(Lines of data)
·····
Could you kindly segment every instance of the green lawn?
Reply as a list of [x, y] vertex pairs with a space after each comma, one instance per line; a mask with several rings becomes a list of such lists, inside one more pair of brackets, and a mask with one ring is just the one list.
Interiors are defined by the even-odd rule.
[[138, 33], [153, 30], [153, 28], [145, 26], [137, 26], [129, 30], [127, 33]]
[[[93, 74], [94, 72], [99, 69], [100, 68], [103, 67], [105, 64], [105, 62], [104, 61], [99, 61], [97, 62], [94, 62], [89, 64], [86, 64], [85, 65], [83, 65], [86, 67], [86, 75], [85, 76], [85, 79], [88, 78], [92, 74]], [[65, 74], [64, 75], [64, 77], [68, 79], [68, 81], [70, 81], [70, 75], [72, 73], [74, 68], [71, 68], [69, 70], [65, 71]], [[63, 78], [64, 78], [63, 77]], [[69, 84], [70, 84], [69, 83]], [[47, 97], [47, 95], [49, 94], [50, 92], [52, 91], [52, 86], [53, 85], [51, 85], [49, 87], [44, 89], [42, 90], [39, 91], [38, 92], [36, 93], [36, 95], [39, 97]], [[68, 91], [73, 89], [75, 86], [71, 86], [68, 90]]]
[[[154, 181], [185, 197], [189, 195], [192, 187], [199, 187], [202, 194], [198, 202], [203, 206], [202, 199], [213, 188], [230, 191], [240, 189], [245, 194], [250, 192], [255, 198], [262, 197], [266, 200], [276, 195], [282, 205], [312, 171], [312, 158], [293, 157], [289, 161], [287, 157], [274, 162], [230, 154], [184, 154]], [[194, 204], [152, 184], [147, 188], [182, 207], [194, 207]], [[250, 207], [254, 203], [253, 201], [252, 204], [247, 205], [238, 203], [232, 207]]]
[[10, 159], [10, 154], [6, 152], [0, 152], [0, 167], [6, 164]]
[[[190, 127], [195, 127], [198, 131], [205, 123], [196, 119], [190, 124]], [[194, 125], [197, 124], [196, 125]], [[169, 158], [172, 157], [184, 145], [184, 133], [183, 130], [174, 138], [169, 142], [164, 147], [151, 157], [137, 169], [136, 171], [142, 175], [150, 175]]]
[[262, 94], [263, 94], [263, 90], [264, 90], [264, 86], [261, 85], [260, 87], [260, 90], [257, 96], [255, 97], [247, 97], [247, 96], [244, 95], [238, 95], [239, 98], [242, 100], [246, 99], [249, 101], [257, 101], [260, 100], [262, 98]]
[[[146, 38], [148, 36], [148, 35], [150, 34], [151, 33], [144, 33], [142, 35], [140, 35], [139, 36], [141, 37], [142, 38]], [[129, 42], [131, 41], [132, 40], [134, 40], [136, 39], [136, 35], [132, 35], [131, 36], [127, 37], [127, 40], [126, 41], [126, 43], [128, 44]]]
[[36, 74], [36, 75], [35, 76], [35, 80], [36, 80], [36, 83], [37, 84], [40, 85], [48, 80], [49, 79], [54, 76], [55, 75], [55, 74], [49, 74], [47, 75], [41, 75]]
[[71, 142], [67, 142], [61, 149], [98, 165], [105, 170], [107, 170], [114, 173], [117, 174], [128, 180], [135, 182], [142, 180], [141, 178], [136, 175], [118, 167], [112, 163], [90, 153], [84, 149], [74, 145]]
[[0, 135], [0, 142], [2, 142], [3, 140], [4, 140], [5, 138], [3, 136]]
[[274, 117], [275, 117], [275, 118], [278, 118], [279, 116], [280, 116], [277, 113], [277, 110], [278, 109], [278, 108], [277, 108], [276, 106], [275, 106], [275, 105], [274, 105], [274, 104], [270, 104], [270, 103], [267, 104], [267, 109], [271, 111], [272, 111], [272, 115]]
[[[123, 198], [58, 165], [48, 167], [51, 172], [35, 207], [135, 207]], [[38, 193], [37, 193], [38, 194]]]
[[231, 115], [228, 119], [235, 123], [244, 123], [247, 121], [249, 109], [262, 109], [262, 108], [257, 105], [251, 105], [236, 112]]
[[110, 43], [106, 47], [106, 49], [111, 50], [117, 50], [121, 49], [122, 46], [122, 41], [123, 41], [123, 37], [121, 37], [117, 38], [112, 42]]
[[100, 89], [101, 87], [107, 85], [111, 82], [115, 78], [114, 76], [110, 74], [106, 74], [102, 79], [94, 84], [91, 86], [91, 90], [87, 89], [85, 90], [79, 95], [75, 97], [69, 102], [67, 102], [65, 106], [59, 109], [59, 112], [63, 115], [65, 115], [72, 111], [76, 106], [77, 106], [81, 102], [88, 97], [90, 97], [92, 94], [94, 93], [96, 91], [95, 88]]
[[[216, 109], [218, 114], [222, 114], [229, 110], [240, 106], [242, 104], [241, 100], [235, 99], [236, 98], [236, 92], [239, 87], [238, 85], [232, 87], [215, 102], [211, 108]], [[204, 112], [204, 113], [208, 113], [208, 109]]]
·····
Reproduce verbatim the entries from the start of the lines of data through the line containing "30], [127, 33]]", including that line.

• [SOLUTION FOR THIS EXERCISE]:
Could you kindly segment every instance of the green lawn?
Reply as a list of [x, y] vertex pairs with a space after each comma, one instance per line; a mask with several rings becomes a list of such lists, inside one more pair of brackets, and a mask with one ring is just the one list.
Interiors are defined by the even-odd rule.
[[138, 33], [153, 30], [153, 28], [145, 26], [137, 26], [129, 30], [127, 33]]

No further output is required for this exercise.